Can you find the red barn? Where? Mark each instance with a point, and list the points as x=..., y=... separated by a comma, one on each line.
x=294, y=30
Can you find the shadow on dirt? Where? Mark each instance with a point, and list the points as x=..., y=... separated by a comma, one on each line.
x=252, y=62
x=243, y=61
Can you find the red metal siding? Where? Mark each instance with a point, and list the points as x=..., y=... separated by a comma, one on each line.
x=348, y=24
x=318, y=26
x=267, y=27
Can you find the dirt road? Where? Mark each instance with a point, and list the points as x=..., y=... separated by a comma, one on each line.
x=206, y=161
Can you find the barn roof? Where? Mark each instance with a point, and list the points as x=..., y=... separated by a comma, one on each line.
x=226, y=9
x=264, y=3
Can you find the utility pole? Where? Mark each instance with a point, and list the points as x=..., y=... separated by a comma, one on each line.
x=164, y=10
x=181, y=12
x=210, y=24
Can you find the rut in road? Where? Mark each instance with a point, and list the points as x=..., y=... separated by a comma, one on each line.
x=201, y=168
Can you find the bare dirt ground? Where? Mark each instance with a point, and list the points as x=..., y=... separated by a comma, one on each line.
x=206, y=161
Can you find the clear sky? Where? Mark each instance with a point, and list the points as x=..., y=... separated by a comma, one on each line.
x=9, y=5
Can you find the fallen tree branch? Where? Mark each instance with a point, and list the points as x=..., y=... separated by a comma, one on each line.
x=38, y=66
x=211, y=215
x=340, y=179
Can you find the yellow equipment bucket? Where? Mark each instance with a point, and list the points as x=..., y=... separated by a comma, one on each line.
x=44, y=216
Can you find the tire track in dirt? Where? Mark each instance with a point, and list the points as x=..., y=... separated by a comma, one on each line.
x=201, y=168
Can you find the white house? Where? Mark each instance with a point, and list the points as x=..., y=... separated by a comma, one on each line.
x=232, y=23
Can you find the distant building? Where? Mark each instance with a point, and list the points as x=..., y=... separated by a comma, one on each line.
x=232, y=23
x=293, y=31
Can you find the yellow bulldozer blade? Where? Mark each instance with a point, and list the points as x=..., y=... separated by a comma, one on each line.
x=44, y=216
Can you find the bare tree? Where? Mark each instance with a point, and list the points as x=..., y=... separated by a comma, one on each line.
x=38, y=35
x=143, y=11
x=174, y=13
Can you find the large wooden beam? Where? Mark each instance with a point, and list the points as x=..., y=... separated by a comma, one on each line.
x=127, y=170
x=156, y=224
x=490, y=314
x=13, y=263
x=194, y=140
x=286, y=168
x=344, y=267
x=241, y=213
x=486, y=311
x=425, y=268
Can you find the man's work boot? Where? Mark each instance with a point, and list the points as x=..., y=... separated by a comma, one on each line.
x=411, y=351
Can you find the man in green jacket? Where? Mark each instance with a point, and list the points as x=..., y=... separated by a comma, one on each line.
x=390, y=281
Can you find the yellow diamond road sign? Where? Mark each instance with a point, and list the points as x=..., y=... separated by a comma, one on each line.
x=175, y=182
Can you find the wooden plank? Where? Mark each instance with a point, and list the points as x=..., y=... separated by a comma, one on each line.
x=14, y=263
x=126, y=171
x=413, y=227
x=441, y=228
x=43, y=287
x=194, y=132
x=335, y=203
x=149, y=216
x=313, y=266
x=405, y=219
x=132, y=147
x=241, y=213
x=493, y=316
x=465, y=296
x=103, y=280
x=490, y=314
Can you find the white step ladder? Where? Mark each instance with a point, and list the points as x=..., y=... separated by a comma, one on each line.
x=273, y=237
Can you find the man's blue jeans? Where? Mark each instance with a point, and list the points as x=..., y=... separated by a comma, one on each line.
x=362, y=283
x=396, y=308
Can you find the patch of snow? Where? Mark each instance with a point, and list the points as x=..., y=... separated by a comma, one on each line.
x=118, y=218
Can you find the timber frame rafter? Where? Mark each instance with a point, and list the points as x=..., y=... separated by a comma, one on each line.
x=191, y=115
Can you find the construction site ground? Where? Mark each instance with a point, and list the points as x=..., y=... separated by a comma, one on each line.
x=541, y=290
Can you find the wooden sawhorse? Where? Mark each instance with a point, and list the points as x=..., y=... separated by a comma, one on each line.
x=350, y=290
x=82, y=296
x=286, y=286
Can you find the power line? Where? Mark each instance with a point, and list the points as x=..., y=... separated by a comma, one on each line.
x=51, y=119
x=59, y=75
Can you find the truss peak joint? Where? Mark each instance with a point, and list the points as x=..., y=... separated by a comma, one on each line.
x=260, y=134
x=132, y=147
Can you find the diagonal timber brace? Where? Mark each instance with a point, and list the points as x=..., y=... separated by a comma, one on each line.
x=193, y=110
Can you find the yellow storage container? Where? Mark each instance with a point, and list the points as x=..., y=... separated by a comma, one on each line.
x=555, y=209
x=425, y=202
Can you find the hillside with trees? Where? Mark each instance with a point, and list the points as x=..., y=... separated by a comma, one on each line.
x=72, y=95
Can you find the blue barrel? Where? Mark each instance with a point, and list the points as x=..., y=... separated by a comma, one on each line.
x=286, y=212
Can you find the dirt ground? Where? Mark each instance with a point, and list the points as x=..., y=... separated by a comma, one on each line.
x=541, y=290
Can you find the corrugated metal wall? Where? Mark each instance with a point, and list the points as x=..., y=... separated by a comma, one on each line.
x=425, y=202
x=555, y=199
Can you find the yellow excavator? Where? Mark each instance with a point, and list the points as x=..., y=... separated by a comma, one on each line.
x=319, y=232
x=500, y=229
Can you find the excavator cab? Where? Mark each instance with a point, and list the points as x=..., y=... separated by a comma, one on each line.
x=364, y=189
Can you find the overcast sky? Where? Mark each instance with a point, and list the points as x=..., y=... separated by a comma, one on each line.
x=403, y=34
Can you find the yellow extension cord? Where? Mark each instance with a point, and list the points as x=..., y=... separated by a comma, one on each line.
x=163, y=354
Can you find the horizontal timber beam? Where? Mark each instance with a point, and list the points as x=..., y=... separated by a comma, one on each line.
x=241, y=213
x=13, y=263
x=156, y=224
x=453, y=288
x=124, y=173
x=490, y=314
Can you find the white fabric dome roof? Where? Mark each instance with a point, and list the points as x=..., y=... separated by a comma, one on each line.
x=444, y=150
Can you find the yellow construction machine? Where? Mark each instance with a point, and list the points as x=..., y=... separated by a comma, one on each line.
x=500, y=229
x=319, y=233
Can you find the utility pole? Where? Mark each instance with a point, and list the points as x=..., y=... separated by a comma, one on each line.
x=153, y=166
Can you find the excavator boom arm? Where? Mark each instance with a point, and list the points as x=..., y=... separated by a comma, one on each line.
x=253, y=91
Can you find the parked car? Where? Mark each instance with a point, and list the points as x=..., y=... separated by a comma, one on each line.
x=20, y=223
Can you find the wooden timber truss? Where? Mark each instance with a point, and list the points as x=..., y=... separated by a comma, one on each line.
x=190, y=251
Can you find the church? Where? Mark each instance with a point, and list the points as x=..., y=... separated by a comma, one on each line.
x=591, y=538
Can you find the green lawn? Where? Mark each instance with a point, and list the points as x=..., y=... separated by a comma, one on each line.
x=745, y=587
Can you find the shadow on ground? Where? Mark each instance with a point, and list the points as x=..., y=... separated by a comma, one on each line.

→ **Stated problem**: Copy the lines of the records above exactly, starting with the line that contains "Can you find the timber" and ending with the line that contains "x=286, y=286", including both of those lines.

→ **Answer for this exercise**:
Can you find the timber frame rafter? Where? Mark each instance with a point, and list the points as x=..., y=... separated by a comma, one on each line.
x=191, y=115
Can you find the construction site ground? Where? Mark each instance with a point, and list the points as x=..., y=... separated by a comma, one on each line.
x=541, y=290
Can you find the wooden sawhorse? Where? Mark each instance with a point, and list the points as x=..., y=... separated by a comma, one on each line.
x=350, y=290
x=82, y=296
x=286, y=286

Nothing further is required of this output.